■ Passage to read

For me, these advertising campaigns are racist because they send the message that light skin is superior to dark skin, and use the same stereotypes that existed in colonial times.

The poorest people use all of their money on these creams

Garnier, owned by French group L'Oréal, shows how its customers can check the efficacity of their skin lightening products using... a paint sample strip.

Here no man would admit publicly to using this type of product. It's a bit of a taboo. It reinforces the macho image that men try to project. But for the younger generation, for teenagers, it's more common and accepted for them to use these products.

India is a very poor country and very few people can afford to buy make-up and other cosmetics. Everything here is expensive, and poor people can't even buy enough food to eat. But they'll do everything they can to buy a tube of Fair & Lovely, because they're convinced that it's their only hope. When you see this type of logic, you realise just how terrible the effect of these adverts are on our way of thinking.

An advert for a Vaseline skin-lightening product. Vaseline is owned by the Unilever conglomerate.

■ Dataset

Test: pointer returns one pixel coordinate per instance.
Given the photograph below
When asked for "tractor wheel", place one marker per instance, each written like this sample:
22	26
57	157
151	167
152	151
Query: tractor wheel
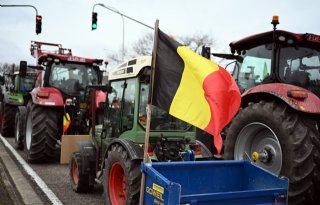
42	132
122	176
80	181
7	119
19	130
280	140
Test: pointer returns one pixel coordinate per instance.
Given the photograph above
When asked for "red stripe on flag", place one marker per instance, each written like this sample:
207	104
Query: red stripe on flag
223	96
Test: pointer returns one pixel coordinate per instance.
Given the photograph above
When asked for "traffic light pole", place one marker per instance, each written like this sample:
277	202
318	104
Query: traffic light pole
122	16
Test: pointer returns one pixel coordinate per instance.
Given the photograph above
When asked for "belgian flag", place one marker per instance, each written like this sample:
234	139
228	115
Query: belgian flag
193	89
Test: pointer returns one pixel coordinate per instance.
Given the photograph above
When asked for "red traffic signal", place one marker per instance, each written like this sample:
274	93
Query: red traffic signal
94	20
38	24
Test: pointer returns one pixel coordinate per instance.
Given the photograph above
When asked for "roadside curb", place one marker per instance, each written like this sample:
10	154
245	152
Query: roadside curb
21	183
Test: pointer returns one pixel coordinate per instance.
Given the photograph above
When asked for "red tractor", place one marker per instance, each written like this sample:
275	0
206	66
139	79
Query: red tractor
60	100
277	127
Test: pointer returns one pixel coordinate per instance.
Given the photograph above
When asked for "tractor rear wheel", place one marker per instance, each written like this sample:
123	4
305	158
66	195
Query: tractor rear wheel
19	130
7	119
280	140
122	176
42	132
80	181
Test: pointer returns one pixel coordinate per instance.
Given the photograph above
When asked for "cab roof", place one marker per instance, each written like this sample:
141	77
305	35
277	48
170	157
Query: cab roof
130	68
267	37
68	58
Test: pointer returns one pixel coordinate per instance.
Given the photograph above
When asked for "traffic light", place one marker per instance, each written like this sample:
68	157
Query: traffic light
38	24
94	20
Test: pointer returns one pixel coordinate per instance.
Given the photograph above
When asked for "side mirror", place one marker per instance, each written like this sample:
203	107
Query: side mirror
102	105
23	68
109	88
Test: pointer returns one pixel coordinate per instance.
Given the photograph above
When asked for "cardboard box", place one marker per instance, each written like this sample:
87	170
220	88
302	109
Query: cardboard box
69	145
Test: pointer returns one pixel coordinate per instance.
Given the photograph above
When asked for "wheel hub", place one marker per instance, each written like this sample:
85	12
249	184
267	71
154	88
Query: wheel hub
262	143
117	185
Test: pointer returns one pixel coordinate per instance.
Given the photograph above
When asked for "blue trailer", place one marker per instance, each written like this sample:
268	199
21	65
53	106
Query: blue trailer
212	182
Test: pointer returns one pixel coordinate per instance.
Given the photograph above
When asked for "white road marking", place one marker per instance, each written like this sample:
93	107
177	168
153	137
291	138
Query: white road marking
42	185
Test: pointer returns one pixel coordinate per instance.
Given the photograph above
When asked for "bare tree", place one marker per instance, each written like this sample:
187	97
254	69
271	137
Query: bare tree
144	45
196	41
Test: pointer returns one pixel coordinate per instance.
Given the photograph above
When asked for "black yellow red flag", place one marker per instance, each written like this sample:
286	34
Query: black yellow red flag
193	88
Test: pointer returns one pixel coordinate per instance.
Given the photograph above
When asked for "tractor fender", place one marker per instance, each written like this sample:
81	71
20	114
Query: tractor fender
47	96
88	156
100	97
134	150
279	91
23	118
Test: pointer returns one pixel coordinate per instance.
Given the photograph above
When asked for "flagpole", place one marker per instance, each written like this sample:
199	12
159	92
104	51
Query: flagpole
146	139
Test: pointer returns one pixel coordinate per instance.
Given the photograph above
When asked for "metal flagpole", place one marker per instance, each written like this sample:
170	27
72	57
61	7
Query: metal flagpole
146	140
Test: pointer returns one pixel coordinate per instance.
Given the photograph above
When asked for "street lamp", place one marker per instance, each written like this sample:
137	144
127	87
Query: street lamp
122	16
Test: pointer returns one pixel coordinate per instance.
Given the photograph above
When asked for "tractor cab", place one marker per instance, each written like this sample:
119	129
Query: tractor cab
278	57
71	75
126	113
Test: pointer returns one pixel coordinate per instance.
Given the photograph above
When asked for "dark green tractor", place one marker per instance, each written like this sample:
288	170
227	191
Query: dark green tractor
15	88
115	151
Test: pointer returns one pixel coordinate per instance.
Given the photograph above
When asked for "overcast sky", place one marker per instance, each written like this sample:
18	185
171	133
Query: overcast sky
69	22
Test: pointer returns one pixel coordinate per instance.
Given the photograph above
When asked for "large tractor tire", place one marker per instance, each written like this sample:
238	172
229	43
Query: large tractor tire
20	128
42	132
280	140
7	119
80	179
122	176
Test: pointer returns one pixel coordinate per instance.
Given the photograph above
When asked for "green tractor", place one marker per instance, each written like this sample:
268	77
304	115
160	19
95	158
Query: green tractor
114	154
15	88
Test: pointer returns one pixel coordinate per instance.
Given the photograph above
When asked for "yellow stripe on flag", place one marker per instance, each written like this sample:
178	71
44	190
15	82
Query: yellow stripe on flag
189	102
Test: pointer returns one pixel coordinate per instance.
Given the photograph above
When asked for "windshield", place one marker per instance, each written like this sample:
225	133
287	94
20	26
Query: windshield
27	83
160	119
72	78
255	68
300	66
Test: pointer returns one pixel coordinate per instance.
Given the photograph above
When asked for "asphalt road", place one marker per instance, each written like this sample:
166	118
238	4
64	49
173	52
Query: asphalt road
57	178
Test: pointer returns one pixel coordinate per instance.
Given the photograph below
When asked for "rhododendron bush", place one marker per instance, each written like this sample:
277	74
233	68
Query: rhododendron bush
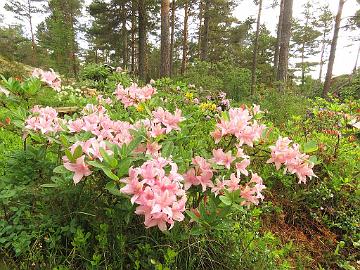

■ Aim of the task
Transcribe the skin-lightening passage above from "For me, these" up to and including "in colonial times.".

■ Output for this task
For me, these advertising campaigns are racist because they send the message that light skin is superior to dark skin, and use the same stereotypes that existed in colonial times.